If a line in the data below contains the word "parked", copy it out.

[[ Record set open ]]

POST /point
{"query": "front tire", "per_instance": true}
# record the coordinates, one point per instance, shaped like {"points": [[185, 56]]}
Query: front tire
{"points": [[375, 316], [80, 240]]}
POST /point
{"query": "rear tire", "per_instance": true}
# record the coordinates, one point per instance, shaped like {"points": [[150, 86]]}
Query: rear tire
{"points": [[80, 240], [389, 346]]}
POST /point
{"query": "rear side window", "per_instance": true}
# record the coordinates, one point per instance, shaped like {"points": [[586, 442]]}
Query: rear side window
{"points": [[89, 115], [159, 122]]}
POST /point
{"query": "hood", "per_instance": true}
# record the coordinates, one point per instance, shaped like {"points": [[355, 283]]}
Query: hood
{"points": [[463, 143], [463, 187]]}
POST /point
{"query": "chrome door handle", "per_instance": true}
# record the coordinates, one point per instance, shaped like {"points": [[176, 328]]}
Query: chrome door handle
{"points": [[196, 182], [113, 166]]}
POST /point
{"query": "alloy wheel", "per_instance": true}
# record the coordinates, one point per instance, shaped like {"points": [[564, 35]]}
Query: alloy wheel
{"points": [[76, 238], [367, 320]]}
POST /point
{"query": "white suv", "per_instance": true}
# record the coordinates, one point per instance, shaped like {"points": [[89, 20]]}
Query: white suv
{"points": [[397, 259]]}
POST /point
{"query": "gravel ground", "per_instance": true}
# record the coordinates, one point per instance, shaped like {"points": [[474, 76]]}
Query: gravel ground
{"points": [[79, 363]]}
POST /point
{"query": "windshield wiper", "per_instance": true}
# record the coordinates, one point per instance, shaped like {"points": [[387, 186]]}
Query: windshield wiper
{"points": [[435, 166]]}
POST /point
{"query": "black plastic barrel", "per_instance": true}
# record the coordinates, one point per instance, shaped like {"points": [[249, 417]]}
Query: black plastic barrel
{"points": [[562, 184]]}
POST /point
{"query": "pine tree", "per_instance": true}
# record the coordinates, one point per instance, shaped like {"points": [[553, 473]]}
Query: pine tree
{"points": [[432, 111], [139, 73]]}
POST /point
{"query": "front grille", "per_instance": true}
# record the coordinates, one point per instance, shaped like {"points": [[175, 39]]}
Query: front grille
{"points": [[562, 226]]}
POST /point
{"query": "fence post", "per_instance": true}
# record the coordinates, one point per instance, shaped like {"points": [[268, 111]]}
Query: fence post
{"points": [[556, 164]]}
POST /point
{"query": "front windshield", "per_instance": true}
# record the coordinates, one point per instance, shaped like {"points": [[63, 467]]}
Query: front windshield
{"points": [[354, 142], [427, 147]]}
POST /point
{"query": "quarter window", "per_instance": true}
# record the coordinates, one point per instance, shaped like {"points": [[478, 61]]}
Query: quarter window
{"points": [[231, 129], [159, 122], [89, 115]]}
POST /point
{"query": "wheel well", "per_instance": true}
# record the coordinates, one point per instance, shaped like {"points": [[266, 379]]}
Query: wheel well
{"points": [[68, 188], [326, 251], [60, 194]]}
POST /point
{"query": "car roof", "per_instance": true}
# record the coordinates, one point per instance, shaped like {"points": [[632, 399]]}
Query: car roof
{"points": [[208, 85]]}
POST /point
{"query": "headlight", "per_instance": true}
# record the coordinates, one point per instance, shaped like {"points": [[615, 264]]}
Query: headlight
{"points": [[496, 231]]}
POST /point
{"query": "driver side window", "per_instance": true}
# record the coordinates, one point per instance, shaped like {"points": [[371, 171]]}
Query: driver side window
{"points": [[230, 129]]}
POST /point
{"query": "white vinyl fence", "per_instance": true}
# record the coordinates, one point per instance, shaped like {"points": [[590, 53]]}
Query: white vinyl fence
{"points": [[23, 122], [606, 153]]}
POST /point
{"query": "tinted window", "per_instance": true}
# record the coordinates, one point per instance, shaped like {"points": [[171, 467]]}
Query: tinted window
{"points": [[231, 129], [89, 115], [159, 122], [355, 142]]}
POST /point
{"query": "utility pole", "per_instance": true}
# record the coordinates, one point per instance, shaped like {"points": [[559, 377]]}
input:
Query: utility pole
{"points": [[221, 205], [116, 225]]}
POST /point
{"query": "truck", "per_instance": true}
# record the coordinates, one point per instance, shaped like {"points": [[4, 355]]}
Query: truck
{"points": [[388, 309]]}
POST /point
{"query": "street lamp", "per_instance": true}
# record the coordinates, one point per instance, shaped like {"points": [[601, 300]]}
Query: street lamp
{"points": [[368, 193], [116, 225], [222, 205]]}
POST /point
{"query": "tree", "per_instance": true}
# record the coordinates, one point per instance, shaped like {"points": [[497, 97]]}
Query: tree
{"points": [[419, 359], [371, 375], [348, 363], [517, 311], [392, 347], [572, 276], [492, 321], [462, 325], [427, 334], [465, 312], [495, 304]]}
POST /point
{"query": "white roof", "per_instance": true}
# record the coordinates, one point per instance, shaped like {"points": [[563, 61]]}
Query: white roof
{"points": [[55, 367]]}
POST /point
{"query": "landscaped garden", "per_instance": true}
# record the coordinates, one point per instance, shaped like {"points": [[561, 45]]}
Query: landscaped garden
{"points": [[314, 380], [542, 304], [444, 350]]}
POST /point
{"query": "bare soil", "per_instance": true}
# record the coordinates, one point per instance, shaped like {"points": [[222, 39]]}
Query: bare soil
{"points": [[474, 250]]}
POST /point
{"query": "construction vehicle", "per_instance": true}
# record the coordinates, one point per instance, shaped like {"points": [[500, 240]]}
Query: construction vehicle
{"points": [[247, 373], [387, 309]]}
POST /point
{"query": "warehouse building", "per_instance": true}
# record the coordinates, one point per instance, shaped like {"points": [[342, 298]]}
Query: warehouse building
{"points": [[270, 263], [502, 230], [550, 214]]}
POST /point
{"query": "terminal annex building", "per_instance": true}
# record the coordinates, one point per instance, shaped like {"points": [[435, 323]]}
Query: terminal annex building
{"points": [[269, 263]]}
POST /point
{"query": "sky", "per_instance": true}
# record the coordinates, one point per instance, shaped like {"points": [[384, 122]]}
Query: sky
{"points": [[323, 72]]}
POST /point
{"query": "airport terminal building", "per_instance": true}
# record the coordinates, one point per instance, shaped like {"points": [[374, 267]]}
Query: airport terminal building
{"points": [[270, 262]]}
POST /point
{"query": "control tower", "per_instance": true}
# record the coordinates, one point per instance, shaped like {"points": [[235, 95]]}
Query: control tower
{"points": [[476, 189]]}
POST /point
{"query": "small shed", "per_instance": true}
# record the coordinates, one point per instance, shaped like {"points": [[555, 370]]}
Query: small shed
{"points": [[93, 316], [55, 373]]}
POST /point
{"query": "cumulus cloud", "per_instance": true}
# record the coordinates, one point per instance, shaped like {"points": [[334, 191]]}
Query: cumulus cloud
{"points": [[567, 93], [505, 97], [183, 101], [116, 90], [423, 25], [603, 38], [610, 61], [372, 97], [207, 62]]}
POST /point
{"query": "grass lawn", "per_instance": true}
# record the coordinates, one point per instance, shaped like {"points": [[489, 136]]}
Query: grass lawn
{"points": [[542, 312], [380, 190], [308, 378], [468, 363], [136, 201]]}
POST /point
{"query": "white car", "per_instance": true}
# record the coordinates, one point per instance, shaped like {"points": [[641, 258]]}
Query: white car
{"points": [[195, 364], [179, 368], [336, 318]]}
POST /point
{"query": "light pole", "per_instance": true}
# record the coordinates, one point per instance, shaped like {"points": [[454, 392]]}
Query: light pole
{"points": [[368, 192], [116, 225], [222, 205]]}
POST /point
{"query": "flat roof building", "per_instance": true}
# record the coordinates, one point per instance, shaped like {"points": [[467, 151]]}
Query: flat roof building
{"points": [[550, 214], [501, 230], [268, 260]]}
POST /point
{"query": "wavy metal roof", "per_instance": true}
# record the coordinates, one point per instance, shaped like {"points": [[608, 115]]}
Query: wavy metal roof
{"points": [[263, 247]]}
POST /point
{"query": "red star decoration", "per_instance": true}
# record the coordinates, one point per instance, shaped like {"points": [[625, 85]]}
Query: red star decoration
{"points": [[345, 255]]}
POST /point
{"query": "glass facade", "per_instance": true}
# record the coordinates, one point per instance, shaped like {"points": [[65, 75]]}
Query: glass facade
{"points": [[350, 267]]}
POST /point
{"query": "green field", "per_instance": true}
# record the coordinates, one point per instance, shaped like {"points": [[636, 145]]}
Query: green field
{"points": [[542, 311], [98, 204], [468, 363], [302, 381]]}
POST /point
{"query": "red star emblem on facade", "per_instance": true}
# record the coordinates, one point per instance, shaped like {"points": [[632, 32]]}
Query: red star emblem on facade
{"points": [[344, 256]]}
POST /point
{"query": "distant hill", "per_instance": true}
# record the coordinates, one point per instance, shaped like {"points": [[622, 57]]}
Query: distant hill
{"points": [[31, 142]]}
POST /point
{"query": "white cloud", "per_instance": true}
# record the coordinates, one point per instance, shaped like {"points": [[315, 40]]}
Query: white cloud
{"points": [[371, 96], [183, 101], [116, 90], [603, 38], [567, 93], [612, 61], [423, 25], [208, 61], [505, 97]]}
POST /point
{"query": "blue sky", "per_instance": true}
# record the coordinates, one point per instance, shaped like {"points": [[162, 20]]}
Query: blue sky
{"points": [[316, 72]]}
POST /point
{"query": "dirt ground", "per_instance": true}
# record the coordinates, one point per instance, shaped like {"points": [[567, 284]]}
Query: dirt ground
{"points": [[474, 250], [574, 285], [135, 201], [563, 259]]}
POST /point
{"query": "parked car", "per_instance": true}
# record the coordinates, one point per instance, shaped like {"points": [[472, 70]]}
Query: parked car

[[ Record set closed ]]

### Output of the task
{"query": "parked car", "per_instance": true}
Query: parked car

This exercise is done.